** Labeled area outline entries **
□ □ □

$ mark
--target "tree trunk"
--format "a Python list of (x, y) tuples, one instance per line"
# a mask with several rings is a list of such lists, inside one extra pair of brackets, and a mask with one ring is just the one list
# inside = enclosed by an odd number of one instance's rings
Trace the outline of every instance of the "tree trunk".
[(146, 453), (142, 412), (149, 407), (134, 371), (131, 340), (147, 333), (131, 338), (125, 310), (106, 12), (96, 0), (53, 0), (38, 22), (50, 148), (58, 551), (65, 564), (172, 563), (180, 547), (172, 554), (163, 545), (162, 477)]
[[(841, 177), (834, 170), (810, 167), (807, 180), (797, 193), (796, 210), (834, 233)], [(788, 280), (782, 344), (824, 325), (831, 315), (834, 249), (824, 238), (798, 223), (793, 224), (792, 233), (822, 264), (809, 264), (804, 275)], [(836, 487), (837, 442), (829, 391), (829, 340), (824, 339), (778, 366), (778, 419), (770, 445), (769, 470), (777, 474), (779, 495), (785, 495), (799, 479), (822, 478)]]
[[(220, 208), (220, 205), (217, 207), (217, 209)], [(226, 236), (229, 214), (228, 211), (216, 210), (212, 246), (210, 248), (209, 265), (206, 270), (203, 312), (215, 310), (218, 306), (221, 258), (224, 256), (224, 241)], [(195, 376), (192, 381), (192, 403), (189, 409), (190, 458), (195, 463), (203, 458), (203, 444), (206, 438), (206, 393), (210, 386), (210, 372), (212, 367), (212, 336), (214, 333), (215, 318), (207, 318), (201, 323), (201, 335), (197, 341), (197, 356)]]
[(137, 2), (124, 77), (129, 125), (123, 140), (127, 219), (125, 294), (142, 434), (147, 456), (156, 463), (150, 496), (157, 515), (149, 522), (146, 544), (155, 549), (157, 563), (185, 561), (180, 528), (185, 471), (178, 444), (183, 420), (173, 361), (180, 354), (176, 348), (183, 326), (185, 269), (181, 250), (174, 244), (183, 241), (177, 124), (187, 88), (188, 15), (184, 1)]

□ □ □

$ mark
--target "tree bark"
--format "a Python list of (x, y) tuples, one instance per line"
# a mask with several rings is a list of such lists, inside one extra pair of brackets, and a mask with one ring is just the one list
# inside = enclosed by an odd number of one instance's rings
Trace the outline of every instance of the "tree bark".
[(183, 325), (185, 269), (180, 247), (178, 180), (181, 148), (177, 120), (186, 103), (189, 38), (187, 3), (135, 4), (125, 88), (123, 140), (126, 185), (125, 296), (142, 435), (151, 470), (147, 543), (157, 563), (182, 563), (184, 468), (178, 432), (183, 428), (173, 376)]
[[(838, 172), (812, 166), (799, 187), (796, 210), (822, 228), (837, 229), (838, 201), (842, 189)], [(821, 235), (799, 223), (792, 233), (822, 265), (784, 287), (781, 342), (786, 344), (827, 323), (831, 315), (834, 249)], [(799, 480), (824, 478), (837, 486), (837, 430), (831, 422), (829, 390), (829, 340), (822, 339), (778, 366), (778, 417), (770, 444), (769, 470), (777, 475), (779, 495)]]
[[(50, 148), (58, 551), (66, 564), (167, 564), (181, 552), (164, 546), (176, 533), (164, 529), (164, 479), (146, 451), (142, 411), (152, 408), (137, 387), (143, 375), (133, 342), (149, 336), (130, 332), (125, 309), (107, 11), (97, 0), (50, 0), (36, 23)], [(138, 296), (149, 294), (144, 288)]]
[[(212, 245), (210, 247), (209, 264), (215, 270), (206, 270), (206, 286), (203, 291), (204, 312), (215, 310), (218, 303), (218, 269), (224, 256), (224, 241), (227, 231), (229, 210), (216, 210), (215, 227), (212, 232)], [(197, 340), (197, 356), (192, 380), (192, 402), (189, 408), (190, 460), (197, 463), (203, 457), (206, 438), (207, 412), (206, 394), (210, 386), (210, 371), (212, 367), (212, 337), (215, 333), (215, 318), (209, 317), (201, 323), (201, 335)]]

□ □ □

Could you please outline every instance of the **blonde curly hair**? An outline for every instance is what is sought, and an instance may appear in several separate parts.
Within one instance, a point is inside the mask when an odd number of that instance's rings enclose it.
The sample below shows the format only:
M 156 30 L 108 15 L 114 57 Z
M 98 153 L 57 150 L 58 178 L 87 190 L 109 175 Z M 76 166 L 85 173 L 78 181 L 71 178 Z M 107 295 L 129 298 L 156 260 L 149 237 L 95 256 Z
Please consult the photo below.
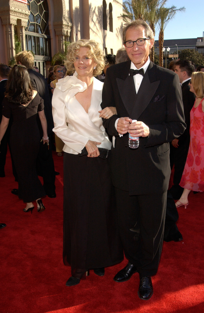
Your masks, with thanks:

□ □ □

** What is required **
Swap "sample" for "example" in the lines between the one holding "Could you please" and the one holding "Your masks, with", inclusive, keeping everything else the same. Give back only those lines, leaving out the pictures.

** Result of this exercise **
Could you please outline every instance of the **blonde curly hair**? An outline for every instance is what is sought, and an instance may appear in several separate parts.
Within one instance, a point is inside the mask when an odd number of that instance's rings enclose it.
The example below shows the format only:
M 156 30 L 108 15 L 114 57 Z
M 98 153 L 57 150 L 58 178 L 87 190 L 109 175 Z M 76 166 L 85 173 L 78 181 L 71 178 Z M 107 295 L 129 298 L 156 260 L 149 237 L 95 256 Z
Please consult the photo below.
Your masks, with thanks:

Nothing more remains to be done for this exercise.